Passage provided ->
☆ ☆ ☆ ☆ ☆ ☆ ☆

New PAC Poised To Make Gains In City School Board Races
This story was updated at 3:28 on May 19.
A newly formed political action committee that sought a Pittsburgh Public Schools board majority appears to have toppled an incumbent in the Democratic primary and is leading in two other races.
Tracey Reed bested incumbent Terry Kennedy, who has served two terms representing District 5 covering neighborhoods including Greenfield, Oakland, Hazelwood and Swissvale. Reed is a former teacher and longtime board member of PPS watchdog group A+ Schools. Kennedy filed as both a Democrat and a Republican, meaning she will likely get a chance for a rematch in November.
Reed is one of the five candidates backed by Black Women For A Better Education (BW4BE). The committee formed a year ago in response to what supporters called a lack of transparency and accountability to improve education outcomes for Black students who make up 53% of PPS enrollment. BW4BE raised more than $50,000, including a $25,000 individual donation.
With more than 90% of votes tallied, two other candidates backed by BW4BE were leading in their races as of Wednesday.
According to unofficial results, incumbent Sala Udin is leading by 178 votes over challenger Lamont Frazier in the race for District 3. Gene Walker was also endorsed by the PAC and is leading incumbent Veronica Edwards in District 9 by 172 votes, though some precincts have yet to report their totals. Edwards cross-filed, though, so her name will likely appear again on the November ballot.
Incumbent and current board president Sylvia Wilson held off Higginbotham. She will represent East End neighborhoods including Homewood, East Hills, Regent Square and parts of East Liberty and Shadyside for a third term. The retired teacher and former employee of the Pittsburgh Federation of Teachers raised more than $22,000 for her campaign.
Newcomer Jamie Piotrowski will represent District 7. The social worker and Mt. Washington CDC employee were endorsed by the Pittsburgh Federation of Teachers, Wilson’s former employer.

☆ ☆ ☆ ☆ ☆ ☆ ☆

Assignment 1 ->
In the school board race article, what share of Pittsburgh Public Schools enrollment is made up of Black students?
Assignment 2 ->
Pick up the article on the Pittsburgh school board races where it stops and keep it going.

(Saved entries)
☆ ☆ ☆ ☆ ☆ ☆ ☆

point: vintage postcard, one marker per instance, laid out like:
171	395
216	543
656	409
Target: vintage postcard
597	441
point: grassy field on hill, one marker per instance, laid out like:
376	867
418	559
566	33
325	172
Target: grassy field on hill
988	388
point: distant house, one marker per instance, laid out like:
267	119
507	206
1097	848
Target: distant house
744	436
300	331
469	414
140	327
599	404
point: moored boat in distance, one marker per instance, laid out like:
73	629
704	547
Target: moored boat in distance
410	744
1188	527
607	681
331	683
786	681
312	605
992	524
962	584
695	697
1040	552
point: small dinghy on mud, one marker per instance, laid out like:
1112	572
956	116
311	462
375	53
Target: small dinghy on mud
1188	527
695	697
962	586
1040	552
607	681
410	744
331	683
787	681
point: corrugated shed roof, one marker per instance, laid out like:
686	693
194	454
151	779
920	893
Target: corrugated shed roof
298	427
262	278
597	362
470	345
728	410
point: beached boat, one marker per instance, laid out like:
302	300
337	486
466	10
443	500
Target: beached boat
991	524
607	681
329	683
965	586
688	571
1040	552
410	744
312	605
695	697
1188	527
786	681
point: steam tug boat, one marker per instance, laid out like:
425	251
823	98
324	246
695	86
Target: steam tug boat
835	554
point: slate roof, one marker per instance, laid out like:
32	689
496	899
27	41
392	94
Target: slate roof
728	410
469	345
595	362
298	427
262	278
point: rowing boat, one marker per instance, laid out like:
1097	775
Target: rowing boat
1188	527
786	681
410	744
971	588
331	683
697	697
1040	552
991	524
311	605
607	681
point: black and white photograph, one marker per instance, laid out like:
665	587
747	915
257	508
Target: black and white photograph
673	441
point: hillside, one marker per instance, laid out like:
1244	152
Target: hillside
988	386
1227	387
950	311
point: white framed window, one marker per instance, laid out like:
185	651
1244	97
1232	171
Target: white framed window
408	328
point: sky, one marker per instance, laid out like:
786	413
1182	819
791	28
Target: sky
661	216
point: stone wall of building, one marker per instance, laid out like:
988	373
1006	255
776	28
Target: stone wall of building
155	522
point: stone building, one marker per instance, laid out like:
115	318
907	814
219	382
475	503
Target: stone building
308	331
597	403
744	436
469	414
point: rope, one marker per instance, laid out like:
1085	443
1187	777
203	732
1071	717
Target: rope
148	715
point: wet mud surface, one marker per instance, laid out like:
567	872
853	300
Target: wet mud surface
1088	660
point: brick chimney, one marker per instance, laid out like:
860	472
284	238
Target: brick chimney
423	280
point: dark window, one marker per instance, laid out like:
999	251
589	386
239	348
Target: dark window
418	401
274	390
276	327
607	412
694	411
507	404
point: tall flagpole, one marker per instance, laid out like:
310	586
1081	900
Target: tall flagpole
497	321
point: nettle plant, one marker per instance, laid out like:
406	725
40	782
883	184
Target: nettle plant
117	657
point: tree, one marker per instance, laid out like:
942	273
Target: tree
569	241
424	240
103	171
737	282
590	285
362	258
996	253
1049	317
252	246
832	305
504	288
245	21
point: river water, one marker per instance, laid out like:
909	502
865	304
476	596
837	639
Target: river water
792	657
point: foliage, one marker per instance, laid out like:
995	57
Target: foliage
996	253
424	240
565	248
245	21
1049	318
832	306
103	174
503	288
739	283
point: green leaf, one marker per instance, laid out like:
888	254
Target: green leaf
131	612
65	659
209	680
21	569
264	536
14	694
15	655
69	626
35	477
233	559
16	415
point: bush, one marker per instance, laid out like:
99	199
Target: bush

☆ ☆ ☆ ☆ ☆ ☆ ☆

Response box 1 ->
53%

Response box 2 ->
The teacher’s union and BW4BE did not endorse any of the same candidates.
The new board will have plenty of big decisions to make in the coming years. The district’s 22,000 students learned remotely for more than a year during the pandemic. The district will have to address learning loss, mental health needs and a growing budget.
Board members are sworn in shortly after the November election and then turn around and vote on a budget in December. The district operates a $665 million budget with a nearly $40 million budget deficit. The city school district will also receive $100 million in federal relief funds. Earlier this month, administrators said there will be a public input process on how to spend the money. Details haven’t been announced.
Board members shot down the administration’s attempt to raise taxes last year. Administrators say growing costs outside of their control — like payments to charter schools that teach Pittsburgh students and growing retirement costs — without increased revenue has put the district in a tough financial position.
Challengers, though, say the district is spending too much at the administrative level as enrollment continues to decline. BW4BE candidates have said they want to cut spending at the central office.